Provided passage:
◇ ◇ ◇ ◇
COVID-19 is a distinct pandemic virus, different from the flu even though both respiratory illnesses share similarities

Since the new Coronavirus was first discovered in January, it has been compared with the flu. Both COVID-19 and the flu are respiratory illnesses. But COVID-19 is not the same as the flu. Research so far indicates that COVID-19 spreads more easily and has a higher death rate than the flu. Both seasonal flu viruses (influenza A and influenza B viruses) and COVID-19 are contagious viruses that cause respiratory illness. Influenza (Flu) and COVID-19 are both contagious respiratory illnesses, but different viruses cause them. COVID-19 is caused by infection with a new coronavirus (called SARS-CoV-2), and flu is caused by infection with influenza viruses. Because some of the symptoms of flu and COVID-19 are similar, it may be hard to tell the difference between them based on symptoms alone, and testing may be needed to help confirm a diagnosis.
◇ ◇ ◇ ◇
What to work on: Can you reproduce the passage above on how COVID-19 differs from the flu, word for word and in full?
◇ ◇ ◇ ◇
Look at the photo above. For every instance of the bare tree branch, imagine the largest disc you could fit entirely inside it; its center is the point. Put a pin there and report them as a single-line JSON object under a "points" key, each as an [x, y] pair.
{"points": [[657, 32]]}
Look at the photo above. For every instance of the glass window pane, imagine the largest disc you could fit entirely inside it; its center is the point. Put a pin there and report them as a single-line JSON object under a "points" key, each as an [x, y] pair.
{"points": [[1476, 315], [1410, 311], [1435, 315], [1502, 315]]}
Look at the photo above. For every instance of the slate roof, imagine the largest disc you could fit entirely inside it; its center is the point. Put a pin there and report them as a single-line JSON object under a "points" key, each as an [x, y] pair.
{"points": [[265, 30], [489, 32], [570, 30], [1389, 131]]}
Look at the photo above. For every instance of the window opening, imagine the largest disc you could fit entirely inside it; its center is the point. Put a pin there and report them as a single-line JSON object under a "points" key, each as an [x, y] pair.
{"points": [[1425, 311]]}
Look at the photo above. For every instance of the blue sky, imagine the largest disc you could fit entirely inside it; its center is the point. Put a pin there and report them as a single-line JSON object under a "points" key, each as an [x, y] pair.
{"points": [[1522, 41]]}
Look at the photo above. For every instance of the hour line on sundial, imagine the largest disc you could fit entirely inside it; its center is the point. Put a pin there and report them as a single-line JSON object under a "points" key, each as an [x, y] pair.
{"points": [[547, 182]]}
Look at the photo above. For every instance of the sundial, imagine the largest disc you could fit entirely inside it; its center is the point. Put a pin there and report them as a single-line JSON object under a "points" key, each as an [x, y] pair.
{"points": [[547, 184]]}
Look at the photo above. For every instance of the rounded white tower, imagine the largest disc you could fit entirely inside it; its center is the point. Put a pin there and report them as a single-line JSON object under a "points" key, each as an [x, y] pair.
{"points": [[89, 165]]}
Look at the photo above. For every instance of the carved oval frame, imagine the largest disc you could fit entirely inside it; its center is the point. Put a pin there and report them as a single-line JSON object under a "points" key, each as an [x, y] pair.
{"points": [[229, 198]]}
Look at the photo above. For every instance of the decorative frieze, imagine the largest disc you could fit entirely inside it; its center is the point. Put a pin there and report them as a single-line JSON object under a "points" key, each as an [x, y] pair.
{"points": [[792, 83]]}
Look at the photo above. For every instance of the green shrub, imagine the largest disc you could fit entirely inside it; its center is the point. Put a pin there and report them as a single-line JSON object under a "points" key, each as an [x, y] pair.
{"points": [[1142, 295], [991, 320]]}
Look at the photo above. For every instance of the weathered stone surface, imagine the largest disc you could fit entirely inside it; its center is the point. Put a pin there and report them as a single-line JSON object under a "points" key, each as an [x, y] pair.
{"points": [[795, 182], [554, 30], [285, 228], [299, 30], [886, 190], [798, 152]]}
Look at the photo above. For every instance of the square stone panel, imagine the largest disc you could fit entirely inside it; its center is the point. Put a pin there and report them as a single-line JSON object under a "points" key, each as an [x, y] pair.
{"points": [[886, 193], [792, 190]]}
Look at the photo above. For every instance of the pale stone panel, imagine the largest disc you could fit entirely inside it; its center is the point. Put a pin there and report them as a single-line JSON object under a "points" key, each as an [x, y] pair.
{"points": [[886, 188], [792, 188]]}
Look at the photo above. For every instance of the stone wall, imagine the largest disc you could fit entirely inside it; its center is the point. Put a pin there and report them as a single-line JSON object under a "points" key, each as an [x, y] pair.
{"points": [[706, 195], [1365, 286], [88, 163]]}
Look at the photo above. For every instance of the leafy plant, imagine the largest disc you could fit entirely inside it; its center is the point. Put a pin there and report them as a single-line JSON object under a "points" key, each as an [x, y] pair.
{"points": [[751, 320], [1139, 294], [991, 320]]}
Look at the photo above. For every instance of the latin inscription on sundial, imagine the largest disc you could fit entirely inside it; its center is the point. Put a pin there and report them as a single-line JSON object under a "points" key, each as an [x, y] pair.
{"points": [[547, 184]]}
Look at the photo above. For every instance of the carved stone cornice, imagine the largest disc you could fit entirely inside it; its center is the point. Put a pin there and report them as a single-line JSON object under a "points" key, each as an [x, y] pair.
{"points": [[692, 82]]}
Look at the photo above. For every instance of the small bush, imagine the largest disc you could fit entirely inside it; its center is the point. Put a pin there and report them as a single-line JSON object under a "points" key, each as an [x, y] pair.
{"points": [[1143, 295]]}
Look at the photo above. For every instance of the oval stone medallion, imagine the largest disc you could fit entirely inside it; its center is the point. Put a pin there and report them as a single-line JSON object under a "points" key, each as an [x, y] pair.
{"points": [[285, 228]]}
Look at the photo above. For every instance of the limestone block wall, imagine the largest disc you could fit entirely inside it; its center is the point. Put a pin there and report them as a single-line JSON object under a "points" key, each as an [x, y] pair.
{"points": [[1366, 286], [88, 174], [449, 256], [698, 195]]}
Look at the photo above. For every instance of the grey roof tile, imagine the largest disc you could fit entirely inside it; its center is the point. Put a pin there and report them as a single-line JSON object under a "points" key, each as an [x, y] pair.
◇ ◇ ◇ ◇
Task output:
COVID-19 is a distinct pandemic virus, different from the flu even though both respiratory illnesses share similarities

Since the new Coronavirus was first discovered in January, it has been compared with the flu. Both COVID-19 and the flu are respiratory illnesses. But COVID-19 is not the same as the flu. Research so far indicates that COVID-19 spreads more easily and has a higher death rate than the flu. Both seasonal flu viruses (influenza A and influenza B viruses) and COVID-19 are contagious viruses that cause respiratory illness. Influenza (Flu) and COVID-19 are both contagious respiratory illnesses, but different viruses cause them. COVID-19 is caused by infection with a new coronavirus (called SARS-CoV-2), and flu is caused by infection with influenza viruses. Because some of the symptoms of flu and COVID-19 are similar, it may be hard to tell the difference between them based on symptoms alone, and testing may be needed to help confirm a diagnosis.